-------- Data excerpts --------

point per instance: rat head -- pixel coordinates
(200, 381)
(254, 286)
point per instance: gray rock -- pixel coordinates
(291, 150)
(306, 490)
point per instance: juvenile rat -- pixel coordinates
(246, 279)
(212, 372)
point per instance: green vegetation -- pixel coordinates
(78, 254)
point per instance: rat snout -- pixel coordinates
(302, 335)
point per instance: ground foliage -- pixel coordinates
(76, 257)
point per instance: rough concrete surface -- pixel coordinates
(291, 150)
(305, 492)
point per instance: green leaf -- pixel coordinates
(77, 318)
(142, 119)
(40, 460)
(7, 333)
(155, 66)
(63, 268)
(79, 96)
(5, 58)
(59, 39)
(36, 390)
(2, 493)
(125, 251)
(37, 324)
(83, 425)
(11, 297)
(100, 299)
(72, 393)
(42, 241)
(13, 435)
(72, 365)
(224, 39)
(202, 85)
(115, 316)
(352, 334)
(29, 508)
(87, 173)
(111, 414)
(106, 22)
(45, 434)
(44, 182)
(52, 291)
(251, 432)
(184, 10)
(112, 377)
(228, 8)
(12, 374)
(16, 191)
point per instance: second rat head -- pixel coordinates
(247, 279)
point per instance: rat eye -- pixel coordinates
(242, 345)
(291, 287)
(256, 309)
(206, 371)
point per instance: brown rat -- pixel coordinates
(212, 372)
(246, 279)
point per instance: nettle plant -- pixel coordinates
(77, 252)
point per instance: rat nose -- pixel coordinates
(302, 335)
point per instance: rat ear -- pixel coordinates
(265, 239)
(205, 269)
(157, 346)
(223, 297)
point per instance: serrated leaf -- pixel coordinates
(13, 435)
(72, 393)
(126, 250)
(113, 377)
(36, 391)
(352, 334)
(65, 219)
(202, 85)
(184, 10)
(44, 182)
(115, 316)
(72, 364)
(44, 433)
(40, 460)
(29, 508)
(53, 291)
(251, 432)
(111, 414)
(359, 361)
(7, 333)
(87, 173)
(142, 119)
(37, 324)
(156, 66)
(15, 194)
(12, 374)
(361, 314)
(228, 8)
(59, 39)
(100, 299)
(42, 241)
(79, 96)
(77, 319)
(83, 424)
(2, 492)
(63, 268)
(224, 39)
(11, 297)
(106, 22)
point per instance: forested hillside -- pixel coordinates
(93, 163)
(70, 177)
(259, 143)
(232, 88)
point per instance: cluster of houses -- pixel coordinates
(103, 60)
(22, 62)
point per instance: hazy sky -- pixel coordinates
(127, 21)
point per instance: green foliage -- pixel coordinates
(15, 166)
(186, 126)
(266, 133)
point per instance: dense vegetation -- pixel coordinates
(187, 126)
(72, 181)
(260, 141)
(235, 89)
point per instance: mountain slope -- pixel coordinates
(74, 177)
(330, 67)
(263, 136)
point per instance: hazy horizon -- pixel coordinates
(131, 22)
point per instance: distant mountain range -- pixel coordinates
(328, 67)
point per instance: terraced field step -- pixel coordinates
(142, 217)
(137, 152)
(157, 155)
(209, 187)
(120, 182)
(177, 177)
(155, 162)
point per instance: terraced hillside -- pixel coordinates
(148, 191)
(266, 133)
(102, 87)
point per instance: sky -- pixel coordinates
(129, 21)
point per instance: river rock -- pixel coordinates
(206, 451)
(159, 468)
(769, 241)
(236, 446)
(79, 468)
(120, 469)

--------

▸ **The exercise**
Update the lines of the material above so that "pixel coordinates" becomes "image coordinates" everywhere it occurs. Leave everything else the same.

▸ **Exercise result**
point per instance: rat head -- image coordinates
(200, 381)
(254, 286)
point per instance: gray rock -- image coordinates
(291, 150)
(306, 490)
point per instance: juvenile rat -- image coordinates
(246, 279)
(212, 372)
point per instance: green vegetation -- image coordinates
(78, 254)
point per instance: rat snout -- image coordinates
(302, 335)
point per instance: ground foliage -- image coordinates
(76, 257)
point per instance: rough concrete surface -- image coordinates
(291, 150)
(305, 492)
point per instance: green leaf -- image coordinates
(77, 318)
(142, 119)
(40, 460)
(7, 333)
(155, 66)
(63, 268)
(79, 96)
(5, 58)
(59, 39)
(36, 390)
(2, 493)
(125, 251)
(37, 324)
(83, 425)
(11, 297)
(100, 299)
(72, 393)
(42, 241)
(13, 435)
(72, 365)
(224, 39)
(202, 85)
(115, 316)
(352, 334)
(29, 508)
(87, 173)
(111, 414)
(106, 22)
(45, 434)
(44, 182)
(52, 291)
(251, 432)
(184, 10)
(112, 377)
(228, 8)
(12, 374)
(16, 191)
point per instance: second rat head -- image coordinates
(247, 279)
point per instance: rat eye -- image coordinates
(242, 345)
(291, 287)
(256, 309)
(206, 371)
point per instance: brown rat -- image coordinates
(212, 372)
(246, 279)
point per instance: nettle plant -- image coordinates
(77, 252)
point per instance: rat nose -- image coordinates
(302, 335)
point per instance: rat ear -- image coordinates
(265, 239)
(205, 269)
(157, 346)
(223, 297)
point per instance: serrated leaf -- image coordinates
(13, 435)
(72, 393)
(126, 250)
(113, 377)
(36, 391)
(352, 334)
(65, 219)
(202, 85)
(184, 10)
(44, 182)
(115, 316)
(72, 364)
(44, 433)
(40, 460)
(29, 508)
(53, 291)
(251, 432)
(111, 414)
(359, 361)
(7, 333)
(87, 173)
(142, 119)
(37, 324)
(156, 66)
(15, 194)
(12, 374)
(361, 314)
(228, 8)
(59, 39)
(100, 299)
(42, 241)
(79, 96)
(77, 319)
(83, 424)
(2, 492)
(63, 268)
(224, 39)
(11, 297)
(106, 22)
point per instance: forested hillside -- image coordinates
(93, 163)
(70, 177)
(259, 143)
(232, 88)
point per instance: cluster of houses -- image coordinates
(103, 60)
(22, 62)
point per instance: hazy sky -- image coordinates
(127, 21)
point per instance: green foliage -- image coordinates
(15, 166)
(186, 126)
(266, 133)
point per instance: dense vegetation -- image coordinates
(187, 126)
(72, 181)
(260, 141)
(235, 89)
point per instance: mountain slope -- image coordinates
(74, 177)
(330, 67)
(263, 136)
point per instance: hazy horizon -- image coordinates
(131, 22)
point per instance: distant mountain range -- image coordinates
(328, 67)
point per instance: terraced field step -- image coordinates
(142, 217)
(137, 152)
(157, 155)
(209, 187)
(120, 182)
(177, 177)
(155, 162)
point per instance: terraced hillside -- image coordinates
(148, 191)
(266, 133)
(102, 87)
point per instance: sky -- image coordinates
(129, 21)
point per instance: river rock -- image coordinates
(206, 451)
(159, 468)
(769, 241)
(236, 446)
(79, 468)
(120, 469)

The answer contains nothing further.